> **Record extracts**:
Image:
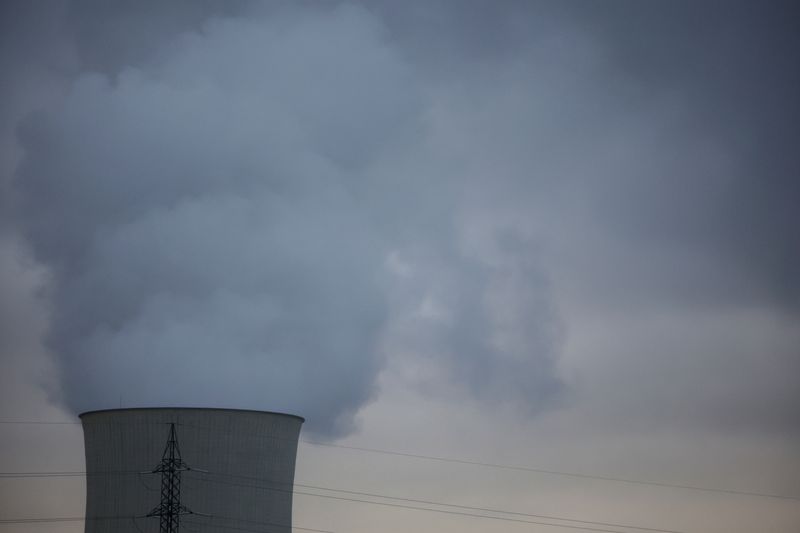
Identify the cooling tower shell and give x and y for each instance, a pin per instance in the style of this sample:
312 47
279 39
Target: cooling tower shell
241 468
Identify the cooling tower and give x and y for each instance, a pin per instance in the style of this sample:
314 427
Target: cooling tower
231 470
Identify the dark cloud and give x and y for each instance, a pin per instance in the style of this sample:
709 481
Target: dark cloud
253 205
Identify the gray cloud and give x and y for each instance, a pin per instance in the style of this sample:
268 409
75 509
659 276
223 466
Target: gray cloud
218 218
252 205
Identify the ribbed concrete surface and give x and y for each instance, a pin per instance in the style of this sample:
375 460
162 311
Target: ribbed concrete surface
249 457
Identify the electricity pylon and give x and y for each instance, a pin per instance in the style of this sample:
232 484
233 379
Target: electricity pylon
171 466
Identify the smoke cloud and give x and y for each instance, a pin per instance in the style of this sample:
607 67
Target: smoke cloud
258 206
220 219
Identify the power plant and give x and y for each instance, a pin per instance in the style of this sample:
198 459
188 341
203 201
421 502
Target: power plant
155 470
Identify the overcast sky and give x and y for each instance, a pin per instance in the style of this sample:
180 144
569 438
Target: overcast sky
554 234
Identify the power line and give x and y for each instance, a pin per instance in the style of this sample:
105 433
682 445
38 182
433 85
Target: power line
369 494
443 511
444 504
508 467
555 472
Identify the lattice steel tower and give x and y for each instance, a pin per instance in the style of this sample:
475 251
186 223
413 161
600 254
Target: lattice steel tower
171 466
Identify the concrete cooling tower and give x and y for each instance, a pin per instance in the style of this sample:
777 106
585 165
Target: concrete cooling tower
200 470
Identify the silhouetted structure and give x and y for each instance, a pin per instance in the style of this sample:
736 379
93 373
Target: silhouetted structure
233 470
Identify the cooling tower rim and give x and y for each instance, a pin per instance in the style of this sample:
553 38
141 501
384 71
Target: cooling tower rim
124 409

> **About this task**: Without the images, write out all of the records exactly.

> **Answer to this exercise**:
Image:
Identify the cooling tower shell and give x and y for each instance, a pin per instance in the style of this sample:
312 47
279 39
Target: cooling tower shell
241 468
Identify the cooling tower and give x and y for each instance, a pin per instance in the style of this sample:
314 427
Target: cooling tower
231 470
Identify the dark cloud and give x and y for each instance, a pin per instance in the style of this sample:
709 481
Target: dark cloud
253 205
Identify the gray cloud and give x and y for each instance, a pin per instance in the style of this sample:
268 409
75 509
659 276
223 466
Target: gray cloud
218 218
252 205
Identify the ribbed concrete surface and give x and y for each instance, a pin per instance in the style of this sample:
375 460
162 311
Target: ribbed concrete surface
249 457
Identify the electricity pylon and give x and y for each instance, a pin per instance in the style of this sample:
232 484
233 379
Target: electricity pylon
171 466
Identify the smoke cloud and give x and y for each instance, a pin per instance in the style of this sample:
607 67
Target: smoke cloud
258 206
220 219
Identify the power plant and give x and y for each instance, a pin per instance in the style of this sample:
198 459
188 341
203 201
421 502
Target: power plant
155 470
Identify the overcast sky and give x and y for each instance, a pin per instance in the style of this sample:
180 144
569 438
Target: overcast sky
554 234
Identify the power line and give x and y for each instance, a pin per instance in the style of this sample:
105 433
682 445
38 182
433 85
Target: power line
369 494
443 511
444 504
508 467
555 472
Identify the lattice steel tower and give x and y for each instance, a pin per instance in the style of this sample:
475 251
186 223
413 161
600 254
Target: lattice steel tower
171 466
Identify the concrete cooling tower and give x and y for each instance, a pin per instance in the style of this sample:
777 106
585 165
Target: concrete cooling tower
200 470
Identify the silhouetted structure and give x and y for each instance, a pin per instance in the style of this sample:
736 379
93 373
Target: silhouetted structure
233 470
Identify the cooling tower rim and give x and y for each instance, a pin per instance in the style of this sample:
553 38
141 501
384 71
Target: cooling tower rim
124 409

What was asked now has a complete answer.